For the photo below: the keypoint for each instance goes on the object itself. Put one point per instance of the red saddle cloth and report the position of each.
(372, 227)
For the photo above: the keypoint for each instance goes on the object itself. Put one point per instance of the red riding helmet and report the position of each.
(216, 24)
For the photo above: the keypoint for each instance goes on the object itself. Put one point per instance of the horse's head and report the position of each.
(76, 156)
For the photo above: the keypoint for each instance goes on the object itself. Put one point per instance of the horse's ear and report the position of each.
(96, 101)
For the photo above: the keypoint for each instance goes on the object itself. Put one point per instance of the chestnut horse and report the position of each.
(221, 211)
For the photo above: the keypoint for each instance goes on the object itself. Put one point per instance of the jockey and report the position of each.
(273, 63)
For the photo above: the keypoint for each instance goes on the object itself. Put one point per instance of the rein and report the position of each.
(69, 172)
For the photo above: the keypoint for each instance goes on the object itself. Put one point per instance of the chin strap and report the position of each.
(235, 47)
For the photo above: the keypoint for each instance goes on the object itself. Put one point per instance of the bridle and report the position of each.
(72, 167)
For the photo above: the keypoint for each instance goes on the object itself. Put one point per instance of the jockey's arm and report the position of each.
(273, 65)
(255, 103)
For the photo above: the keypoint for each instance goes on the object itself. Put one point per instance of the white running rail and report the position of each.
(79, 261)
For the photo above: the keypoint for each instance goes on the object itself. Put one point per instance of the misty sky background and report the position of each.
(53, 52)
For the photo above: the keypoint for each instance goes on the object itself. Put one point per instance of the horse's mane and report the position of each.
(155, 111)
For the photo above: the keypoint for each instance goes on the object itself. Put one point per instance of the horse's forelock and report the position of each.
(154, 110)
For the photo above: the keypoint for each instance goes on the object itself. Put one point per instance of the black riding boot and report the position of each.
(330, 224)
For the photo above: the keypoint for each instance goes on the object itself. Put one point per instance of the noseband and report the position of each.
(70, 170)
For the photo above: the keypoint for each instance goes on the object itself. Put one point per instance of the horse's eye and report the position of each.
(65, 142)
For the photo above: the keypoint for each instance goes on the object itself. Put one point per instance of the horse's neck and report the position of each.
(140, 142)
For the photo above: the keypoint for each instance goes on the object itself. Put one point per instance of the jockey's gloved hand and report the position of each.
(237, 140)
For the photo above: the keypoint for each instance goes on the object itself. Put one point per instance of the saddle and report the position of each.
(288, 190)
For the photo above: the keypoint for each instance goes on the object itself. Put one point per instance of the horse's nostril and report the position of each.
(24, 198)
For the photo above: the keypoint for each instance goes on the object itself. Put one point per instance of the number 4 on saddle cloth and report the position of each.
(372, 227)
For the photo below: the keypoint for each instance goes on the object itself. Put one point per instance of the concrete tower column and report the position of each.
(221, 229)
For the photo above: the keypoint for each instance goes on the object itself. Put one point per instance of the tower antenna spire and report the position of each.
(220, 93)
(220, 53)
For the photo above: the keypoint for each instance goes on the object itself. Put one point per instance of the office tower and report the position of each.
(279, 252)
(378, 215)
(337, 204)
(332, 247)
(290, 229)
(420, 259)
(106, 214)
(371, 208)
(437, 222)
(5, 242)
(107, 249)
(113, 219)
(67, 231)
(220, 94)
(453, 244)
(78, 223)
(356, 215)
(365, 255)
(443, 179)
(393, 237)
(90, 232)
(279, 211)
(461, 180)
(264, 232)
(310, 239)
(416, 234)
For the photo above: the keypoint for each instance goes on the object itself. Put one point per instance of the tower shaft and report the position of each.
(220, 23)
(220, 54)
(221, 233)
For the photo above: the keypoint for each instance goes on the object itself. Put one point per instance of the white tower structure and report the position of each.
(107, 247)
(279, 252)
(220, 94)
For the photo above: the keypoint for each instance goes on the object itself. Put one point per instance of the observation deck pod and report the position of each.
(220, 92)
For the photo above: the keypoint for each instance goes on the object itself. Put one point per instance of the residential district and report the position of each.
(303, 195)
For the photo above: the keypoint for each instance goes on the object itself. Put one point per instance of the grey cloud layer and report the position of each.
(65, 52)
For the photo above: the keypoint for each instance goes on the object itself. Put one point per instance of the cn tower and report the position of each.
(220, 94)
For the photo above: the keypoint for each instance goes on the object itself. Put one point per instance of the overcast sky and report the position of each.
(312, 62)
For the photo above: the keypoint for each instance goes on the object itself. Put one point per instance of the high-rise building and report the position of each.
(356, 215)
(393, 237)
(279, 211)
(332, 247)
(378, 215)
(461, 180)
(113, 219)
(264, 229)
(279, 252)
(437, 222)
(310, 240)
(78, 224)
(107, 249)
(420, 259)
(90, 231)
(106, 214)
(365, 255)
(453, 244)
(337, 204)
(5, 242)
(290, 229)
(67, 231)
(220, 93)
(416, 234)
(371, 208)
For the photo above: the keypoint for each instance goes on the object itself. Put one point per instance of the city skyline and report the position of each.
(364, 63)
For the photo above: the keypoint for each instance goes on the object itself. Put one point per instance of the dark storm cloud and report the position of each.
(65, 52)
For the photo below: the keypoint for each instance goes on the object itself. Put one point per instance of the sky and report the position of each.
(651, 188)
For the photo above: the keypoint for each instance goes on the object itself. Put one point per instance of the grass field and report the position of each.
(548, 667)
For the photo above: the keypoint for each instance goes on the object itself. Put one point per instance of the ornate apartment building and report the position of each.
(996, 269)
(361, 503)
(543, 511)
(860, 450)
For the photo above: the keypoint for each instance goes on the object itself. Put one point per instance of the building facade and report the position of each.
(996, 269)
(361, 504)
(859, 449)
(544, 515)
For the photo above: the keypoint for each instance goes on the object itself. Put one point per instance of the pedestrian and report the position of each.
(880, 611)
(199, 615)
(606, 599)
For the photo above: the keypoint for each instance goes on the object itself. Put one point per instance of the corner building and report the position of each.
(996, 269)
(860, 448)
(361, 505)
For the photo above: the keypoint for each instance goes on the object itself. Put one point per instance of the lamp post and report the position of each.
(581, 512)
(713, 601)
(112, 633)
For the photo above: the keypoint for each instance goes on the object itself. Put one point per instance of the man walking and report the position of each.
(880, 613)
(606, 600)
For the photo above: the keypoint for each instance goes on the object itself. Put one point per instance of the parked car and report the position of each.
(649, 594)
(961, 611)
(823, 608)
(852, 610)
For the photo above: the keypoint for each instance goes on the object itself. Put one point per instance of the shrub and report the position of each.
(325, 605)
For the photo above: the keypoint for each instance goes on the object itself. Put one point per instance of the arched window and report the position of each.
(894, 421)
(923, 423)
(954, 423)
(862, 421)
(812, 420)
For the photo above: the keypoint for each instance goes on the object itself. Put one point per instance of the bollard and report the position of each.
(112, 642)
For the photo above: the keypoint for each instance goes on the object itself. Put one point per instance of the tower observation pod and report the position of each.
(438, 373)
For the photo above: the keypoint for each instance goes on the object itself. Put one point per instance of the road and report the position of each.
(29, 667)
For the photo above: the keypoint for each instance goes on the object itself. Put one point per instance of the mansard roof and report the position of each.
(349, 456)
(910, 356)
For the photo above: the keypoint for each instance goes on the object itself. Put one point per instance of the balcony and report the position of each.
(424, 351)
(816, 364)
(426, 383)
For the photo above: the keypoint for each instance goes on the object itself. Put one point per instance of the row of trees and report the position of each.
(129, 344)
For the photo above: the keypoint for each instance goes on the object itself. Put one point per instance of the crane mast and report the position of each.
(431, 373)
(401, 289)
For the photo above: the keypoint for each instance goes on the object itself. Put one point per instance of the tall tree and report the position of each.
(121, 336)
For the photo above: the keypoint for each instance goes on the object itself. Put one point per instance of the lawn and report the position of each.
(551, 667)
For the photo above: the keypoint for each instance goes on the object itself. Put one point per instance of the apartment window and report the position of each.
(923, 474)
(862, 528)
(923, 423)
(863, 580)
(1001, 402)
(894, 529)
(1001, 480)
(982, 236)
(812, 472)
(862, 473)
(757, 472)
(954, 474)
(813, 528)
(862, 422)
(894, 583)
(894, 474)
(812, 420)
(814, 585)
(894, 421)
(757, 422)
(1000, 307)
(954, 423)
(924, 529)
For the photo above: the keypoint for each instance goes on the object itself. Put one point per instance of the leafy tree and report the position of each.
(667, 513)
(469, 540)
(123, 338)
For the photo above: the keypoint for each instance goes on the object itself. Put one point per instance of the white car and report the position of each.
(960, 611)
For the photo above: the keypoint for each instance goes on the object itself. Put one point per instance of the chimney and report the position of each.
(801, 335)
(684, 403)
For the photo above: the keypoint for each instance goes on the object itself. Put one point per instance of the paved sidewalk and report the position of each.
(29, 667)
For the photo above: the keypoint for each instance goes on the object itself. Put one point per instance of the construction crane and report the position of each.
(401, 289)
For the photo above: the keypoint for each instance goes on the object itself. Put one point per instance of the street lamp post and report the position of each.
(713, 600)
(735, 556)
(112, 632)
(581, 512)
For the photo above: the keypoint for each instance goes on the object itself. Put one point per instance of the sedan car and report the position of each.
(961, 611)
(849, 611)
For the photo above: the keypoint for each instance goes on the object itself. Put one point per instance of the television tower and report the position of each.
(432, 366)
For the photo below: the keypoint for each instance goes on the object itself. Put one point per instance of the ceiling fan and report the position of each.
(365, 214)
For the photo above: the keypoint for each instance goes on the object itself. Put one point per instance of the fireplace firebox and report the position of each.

Directive
Find "sedan car and report the position of each." in the data above, then repeat that line and all lines after it exactly, ending with the final line.

Solved exercise
For the photo above: the keypoint for each instance goes on the object itself. Put one point per instance of the sedan car and report the position of each.
(961, 611)
(849, 611)
For the photo above: the keypoint for each instance goes on the object itself. Put one point per instance of the television tower and report the position of each.
(432, 366)
For the photo below: the keypoint for each instance goes on the object itself. Put one point per instance of the ceiling fan and report the position of each.
(365, 214)
For the photo above: the keypoint for each instance goes on the object itself. Put one point per instance of the fireplace firebox and report the position of each.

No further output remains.